Stored data entries:
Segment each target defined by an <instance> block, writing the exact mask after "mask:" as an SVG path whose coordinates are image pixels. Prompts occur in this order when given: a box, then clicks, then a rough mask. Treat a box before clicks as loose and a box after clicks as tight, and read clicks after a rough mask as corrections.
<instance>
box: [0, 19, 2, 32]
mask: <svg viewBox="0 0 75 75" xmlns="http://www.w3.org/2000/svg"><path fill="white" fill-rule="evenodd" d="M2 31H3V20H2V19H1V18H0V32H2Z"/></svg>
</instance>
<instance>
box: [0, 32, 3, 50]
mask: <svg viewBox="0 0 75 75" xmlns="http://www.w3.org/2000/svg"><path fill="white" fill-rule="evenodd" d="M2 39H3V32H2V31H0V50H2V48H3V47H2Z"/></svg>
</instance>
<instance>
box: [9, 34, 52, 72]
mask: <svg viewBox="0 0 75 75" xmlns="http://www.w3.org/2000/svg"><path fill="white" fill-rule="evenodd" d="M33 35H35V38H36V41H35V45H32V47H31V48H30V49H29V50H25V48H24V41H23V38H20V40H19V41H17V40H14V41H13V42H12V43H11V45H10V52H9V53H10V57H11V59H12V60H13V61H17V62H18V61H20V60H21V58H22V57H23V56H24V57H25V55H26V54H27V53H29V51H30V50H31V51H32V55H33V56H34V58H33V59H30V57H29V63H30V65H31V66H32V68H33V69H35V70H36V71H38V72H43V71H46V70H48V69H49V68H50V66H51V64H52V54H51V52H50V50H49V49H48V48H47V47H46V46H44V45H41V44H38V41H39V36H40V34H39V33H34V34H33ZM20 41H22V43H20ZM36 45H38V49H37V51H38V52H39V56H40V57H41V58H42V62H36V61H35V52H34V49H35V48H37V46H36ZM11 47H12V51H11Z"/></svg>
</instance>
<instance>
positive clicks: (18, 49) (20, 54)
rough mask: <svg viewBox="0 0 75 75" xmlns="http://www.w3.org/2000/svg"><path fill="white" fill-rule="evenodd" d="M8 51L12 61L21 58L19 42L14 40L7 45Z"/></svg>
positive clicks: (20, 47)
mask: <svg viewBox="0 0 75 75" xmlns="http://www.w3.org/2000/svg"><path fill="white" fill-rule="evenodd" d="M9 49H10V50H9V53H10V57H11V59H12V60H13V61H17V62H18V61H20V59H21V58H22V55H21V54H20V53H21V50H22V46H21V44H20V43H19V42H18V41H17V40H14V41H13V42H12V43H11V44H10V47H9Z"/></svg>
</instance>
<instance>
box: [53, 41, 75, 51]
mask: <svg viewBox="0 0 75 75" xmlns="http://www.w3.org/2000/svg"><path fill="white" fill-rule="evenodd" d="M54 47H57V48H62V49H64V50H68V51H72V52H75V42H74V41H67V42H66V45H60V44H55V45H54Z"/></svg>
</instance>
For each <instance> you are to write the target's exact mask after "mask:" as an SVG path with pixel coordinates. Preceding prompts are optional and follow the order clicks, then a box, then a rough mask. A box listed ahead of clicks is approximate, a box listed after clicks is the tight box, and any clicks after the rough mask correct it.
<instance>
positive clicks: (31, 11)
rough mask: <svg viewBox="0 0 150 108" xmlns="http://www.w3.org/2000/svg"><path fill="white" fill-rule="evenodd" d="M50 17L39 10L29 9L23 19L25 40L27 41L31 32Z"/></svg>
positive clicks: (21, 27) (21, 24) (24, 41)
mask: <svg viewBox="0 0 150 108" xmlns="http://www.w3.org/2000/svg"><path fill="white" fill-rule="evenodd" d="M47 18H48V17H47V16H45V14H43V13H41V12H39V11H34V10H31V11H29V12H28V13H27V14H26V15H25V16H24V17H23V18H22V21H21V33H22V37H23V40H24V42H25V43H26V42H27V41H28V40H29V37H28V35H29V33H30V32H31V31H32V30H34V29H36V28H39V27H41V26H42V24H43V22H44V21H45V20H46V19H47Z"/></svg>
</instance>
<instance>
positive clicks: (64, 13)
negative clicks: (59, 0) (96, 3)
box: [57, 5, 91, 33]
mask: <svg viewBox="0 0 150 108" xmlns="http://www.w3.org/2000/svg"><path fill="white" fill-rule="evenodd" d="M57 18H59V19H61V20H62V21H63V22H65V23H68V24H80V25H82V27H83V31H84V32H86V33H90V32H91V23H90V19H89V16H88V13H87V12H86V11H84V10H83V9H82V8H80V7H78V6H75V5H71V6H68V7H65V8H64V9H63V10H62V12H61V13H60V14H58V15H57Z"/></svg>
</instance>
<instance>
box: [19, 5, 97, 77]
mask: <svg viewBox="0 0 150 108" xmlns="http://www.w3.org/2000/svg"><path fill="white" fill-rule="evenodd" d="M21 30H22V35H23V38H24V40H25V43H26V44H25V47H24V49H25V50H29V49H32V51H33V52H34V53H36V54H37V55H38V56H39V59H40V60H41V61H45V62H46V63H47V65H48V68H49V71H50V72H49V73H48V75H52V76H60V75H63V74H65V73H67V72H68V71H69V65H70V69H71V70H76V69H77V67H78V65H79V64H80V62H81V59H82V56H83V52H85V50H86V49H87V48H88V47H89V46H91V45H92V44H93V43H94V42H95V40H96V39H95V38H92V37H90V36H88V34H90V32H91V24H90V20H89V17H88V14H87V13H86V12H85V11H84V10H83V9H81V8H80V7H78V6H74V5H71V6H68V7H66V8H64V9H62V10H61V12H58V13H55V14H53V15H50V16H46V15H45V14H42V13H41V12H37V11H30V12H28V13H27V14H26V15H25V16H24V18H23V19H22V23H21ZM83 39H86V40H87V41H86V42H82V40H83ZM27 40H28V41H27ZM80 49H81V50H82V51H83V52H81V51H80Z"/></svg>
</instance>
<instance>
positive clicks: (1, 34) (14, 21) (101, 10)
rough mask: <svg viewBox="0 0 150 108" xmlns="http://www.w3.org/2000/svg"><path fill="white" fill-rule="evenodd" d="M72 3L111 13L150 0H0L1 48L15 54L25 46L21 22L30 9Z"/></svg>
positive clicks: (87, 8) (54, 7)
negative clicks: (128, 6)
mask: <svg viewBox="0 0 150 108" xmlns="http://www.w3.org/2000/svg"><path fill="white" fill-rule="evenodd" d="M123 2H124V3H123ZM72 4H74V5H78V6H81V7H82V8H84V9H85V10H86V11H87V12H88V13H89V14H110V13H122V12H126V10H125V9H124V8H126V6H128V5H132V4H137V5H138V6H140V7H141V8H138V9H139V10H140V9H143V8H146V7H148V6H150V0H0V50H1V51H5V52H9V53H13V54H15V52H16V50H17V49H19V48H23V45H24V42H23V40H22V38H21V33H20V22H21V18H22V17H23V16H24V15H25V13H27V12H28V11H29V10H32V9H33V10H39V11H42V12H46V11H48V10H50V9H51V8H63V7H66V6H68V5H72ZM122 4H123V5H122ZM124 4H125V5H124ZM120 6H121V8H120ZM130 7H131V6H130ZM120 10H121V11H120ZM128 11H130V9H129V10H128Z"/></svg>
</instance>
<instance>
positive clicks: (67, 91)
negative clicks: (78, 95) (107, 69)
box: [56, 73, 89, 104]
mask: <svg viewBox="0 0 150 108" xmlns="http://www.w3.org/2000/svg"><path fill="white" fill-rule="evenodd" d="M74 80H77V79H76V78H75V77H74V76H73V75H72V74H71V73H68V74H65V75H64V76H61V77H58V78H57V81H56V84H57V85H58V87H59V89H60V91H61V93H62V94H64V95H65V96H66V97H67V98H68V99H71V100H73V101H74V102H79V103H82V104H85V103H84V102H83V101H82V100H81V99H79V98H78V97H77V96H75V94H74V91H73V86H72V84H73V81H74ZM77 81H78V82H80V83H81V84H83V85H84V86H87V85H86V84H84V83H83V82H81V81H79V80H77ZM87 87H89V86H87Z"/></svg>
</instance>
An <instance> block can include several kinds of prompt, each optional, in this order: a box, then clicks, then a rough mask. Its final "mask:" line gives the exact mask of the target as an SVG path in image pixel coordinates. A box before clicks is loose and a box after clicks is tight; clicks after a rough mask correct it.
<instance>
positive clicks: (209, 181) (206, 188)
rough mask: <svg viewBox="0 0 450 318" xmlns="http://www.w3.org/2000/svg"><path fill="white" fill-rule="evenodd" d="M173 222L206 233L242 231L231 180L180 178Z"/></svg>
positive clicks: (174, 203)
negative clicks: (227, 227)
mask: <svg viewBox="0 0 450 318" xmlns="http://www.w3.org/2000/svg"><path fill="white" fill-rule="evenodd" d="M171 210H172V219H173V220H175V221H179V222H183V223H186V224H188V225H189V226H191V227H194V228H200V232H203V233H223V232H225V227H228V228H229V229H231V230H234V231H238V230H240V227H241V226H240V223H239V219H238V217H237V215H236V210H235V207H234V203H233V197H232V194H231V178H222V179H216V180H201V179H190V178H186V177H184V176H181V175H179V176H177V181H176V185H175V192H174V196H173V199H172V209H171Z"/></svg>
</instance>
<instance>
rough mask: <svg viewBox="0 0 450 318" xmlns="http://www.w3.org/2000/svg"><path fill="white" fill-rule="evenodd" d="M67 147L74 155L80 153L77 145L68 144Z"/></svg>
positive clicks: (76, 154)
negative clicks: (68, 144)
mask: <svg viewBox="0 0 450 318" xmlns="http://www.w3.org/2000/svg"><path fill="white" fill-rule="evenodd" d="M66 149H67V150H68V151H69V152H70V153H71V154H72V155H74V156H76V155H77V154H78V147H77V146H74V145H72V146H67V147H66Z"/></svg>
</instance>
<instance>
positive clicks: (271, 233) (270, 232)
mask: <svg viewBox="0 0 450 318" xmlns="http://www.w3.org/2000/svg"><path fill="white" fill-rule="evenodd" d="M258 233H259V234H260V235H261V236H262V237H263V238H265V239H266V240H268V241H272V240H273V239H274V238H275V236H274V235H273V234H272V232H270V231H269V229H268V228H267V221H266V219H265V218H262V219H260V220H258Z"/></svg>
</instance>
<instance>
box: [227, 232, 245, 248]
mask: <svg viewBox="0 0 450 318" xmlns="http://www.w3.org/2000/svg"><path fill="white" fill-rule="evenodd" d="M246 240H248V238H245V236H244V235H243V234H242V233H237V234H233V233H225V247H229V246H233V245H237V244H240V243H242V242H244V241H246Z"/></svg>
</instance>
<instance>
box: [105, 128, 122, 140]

**REQUEST:** Start with the line that contains "negative clicks: (68, 144)", end with the last line of the entries, and please retype every line in that span exactly, with no others.

**SOLUTION BELOW:**
negative clicks: (68, 144)
mask: <svg viewBox="0 0 450 318" xmlns="http://www.w3.org/2000/svg"><path fill="white" fill-rule="evenodd" d="M66 149H67V150H68V151H69V152H70V153H71V154H72V155H74V156H76V155H77V154H78V147H77V146H74V145H72V146H67V147H66Z"/></svg>
</instance>
<instance>
positive clicks: (271, 233) (270, 232)
mask: <svg viewBox="0 0 450 318" xmlns="http://www.w3.org/2000/svg"><path fill="white" fill-rule="evenodd" d="M258 233H259V234H260V235H261V236H262V237H263V238H265V239H266V240H268V241H272V240H273V239H274V238H275V236H274V235H273V234H272V232H270V231H269V229H268V228H267V221H266V219H265V218H262V219H260V220H258Z"/></svg>
</instance>
<instance>
box: [227, 232, 245, 248]
mask: <svg viewBox="0 0 450 318" xmlns="http://www.w3.org/2000/svg"><path fill="white" fill-rule="evenodd" d="M246 240H248V238H245V236H244V235H243V234H242V233H237V234H233V233H225V247H229V246H233V245H237V244H240V243H242V242H244V241H246Z"/></svg>
</instance>
<instance>
box: [105, 128, 122, 140]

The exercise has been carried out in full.